* [EXCERPT]:
:::::
The Boise Planning and Zoning Commission on Monday unanimously approved permits for developer Scott Noriyuki’s plan to build 18 townhomes at 52. N. Liberty St., and recommended the City Council approve a the project’s layout and a rezone of its 1.55-acre lot.
Commissioner Douglas Gibson said he liked the location of the proposed homes and the density of living space it would provide.
The story below was published July 16, 2018, under the headline “Affordable homes are the goal for this townhouse project on the Boise Bench.”
“There’s so much going on in Boise, Eagle, Meridian, where people are frankly priced out of the market, and it’s just not fair,” Noriyuki said Monday. “They’re going to have to live in Kuna or Caldwell or Nampa, and they’re going spend all their time and energy and money commuting instead of spending time with their families.”
Noriyuki said he hopes his projects counter that trend. Over the past several years, he has focused on small-scale infill projects that offer for-sale homes at low prices. These includes 14 narrow, closely packed single-family homes on the south side of Malad Street just west of Vista Avenue and a 28-townhome project under construction near State Street and Bogart Lane in Northwest Boise.
:::::
* [SOURCE DATA]:
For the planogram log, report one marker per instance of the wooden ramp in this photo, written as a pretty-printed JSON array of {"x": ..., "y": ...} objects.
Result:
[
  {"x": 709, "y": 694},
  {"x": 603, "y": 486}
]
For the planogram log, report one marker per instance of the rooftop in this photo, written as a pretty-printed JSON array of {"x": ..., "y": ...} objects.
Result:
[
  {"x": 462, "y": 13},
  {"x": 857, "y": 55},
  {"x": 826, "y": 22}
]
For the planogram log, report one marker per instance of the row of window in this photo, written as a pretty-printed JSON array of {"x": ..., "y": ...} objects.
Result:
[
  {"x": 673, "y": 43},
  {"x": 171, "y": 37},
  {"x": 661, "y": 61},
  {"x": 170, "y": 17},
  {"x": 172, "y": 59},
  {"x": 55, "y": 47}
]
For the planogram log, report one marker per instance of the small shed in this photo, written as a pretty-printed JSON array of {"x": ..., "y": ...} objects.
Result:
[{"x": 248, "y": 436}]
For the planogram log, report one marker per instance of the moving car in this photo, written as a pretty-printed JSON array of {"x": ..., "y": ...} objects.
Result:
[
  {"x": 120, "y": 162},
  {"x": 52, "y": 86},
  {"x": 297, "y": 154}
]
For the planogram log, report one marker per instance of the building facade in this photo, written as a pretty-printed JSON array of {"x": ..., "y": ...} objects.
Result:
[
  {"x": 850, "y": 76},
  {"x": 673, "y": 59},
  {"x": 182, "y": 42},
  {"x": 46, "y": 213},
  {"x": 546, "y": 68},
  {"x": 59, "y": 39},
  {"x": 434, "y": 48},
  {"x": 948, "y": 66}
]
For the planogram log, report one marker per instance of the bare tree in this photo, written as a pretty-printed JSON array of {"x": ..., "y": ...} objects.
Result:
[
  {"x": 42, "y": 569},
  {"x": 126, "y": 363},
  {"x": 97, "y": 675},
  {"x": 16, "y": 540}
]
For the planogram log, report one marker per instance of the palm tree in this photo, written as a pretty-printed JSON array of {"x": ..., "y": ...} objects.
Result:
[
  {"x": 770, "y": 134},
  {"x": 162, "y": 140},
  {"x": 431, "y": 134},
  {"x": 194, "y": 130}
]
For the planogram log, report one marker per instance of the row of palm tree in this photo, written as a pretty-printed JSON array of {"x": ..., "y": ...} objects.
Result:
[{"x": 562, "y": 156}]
:::::
* [QUESTIONS]:
a: Can you update the Boise townhome article, beginning at the words "The story below" and stopping after "in Northwest Boise.", with "commuting" replaced by "driving"?
b: Does the Boise townhome article support each of these statements? (i) The commission's approval of the permits was unanimous. (ii) The lot to be rezoned measures 2.5 acres. (iii) The 28-townhome project near State Street and Bogart Lane is already finished.
c: Could you pick up the Boise townhome article after its last sentence and keep writing it?

* [ANSWERS FOR THE TASKS]:
a:
The story below was published July 16, 2018, under the headline “Affordable homes are the goal for this townhouse project on the Boise Bench.”
“There’s so much going on in Boise, Eagle, Meridian, where people are frankly priced out of the market, and it’s just not fair,” Noriyuki said Monday. “They’re going to have to live in Kuna or Caldwell or Nampa, and they’re going spend all their time and energy and money driving instead of spending time with their families.”
Noriyuki said he hopes his projects counter that trend. Over the past several years, he has focused on small-scale infill projects that offer for-sale homes at low prices. These includes 14 narrow, closely packed single-family homes on the south side of Malad Street just west of Vista Avenue and a 28-townhome project under construction near State Street and Bogart Lane in Northwest Boise.

b:
(i) Yes: "unanimously approved permits"
(ii) No: "a rezone of its 1.55-acre lot"
(iii) No: "a 28-townhome project under construction near State Street and Bogart Lane"

c:
Noriyuki said he couldn’t remember how much the Malad homes sold for. The Ada County Assessor appraised their value this year between $223,000 and $230,000. The prices for the Bogart homes aren’t finalized.
Noriyuki’s latest project follows this pattern. He proposes to build 18 two-story townhomes at 52 N. Liberty St. in Boise’s Liberty Park neighborhood, south of Saint Alphonsus Regional Medical Center.
Noriyuki said he hasn’t set a price range yet. The homes will be smaller and less expensive than most of what’s on the market today without sacrificing quality, he said. They should appeal to young single-income families and downsizing retirees.
“We need to give them very, very good homes that they can afford,” Noriyuki said. “Not everyone can afford a quarter-million dollar home.”
Boise’s Planning and Zoning Commission was scheduled to consider Noriyuki’s plan Monday night, July 16.
If there are no snags, he said, the project could be on the market by next July.